- Task brief
Please transcribe word for word the part of the Adam Burns interview that opens with the words containing "Adam Burns is" and closes with "Missouri – St. Louis.".

Rulian 5 Questions

Adam Burns is President of Crawford, Murphy & Tilly. Throughout his 22 years with the firm, he has served in diverse and progressively responsible roles, including transportation engineer, project manager, group manager, business development lead, and executive vice president. Adam has also served in leadership capacities across industry groups including American Council of Engineering Companies (ACEC) Indiana; American Society of Civil Engineers (ASCE), Metropolitan Indianapolis Branch; and Bradley University’s Innovations in Construction and Design Board of Directors. He holds a bachelor’s degree from Bradley University and an MBA from the University of Missouri – St. Louis.

What first drew you to civil engineering, and what has kept you invested in the field over time?

From a young age, I was drawn to building things and problem-solving. My dad grew up a farmer, and central to the agricultural lifestyle is being self-sufficient and building things. I was immersed in that way of life, and from early on, I loved being in the garage and building things with him. That was always fun for me. I was also captivated by my favorite TV show, “MacGyver,” which sparked my interest in the idea that you can tackle significant challenges using only the resources around you. All it takes is a bit of knowledge and the skills to use the tools effectively.

- Recorded information
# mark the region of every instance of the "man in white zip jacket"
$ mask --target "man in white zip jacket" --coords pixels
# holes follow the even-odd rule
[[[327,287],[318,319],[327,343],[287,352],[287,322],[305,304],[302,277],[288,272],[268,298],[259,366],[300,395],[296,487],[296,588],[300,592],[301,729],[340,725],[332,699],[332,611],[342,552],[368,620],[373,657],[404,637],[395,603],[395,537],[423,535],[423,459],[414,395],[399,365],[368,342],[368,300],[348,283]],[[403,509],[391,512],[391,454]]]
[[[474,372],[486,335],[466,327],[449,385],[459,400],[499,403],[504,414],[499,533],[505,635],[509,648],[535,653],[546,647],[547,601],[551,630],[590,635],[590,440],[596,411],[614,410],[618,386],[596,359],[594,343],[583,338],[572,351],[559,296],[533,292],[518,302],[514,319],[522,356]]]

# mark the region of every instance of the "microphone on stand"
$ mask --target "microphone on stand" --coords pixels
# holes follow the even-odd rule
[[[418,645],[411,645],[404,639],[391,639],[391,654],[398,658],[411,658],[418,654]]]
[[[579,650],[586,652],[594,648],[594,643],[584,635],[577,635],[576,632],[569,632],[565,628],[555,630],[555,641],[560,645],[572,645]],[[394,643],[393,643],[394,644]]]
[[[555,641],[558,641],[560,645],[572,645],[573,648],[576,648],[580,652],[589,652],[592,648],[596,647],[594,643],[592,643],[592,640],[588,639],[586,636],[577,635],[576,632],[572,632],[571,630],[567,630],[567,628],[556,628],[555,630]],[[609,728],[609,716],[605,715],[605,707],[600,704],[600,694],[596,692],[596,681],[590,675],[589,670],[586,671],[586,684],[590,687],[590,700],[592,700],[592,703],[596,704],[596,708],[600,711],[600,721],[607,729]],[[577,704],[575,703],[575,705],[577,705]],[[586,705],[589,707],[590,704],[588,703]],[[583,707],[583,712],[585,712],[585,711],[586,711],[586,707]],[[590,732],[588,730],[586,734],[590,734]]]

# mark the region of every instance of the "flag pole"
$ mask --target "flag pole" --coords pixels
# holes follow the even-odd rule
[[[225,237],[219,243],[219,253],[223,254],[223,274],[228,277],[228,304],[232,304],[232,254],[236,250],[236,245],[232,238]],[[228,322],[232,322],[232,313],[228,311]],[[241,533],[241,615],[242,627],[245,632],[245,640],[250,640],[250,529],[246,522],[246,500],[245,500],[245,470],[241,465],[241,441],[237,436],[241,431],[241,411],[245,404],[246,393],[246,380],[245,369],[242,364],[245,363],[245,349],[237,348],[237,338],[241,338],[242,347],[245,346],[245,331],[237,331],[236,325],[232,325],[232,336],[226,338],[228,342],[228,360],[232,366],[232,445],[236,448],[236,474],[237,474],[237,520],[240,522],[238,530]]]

- Written answer
Adam Burns is President of Crawford, Murphy & Tilly. Throughout his 22 years with the firm, he has served in diverse and progressively responsible roles, including transportation engineer, project manager, group manager, business development lead, and executive vice president. Adam has also served in leadership capacities across industry groups including American Council of Engineering Companies (ACEC) Indiana; American Society of Civil Engineers (ASCE), Metropolitan Indianapolis Branch; and Bradley University’s Innovations in Construction and Design Board of Directors. He holds a bachelor’s degree from Bradley University and an MBA from the University of Missouri – St. Louis.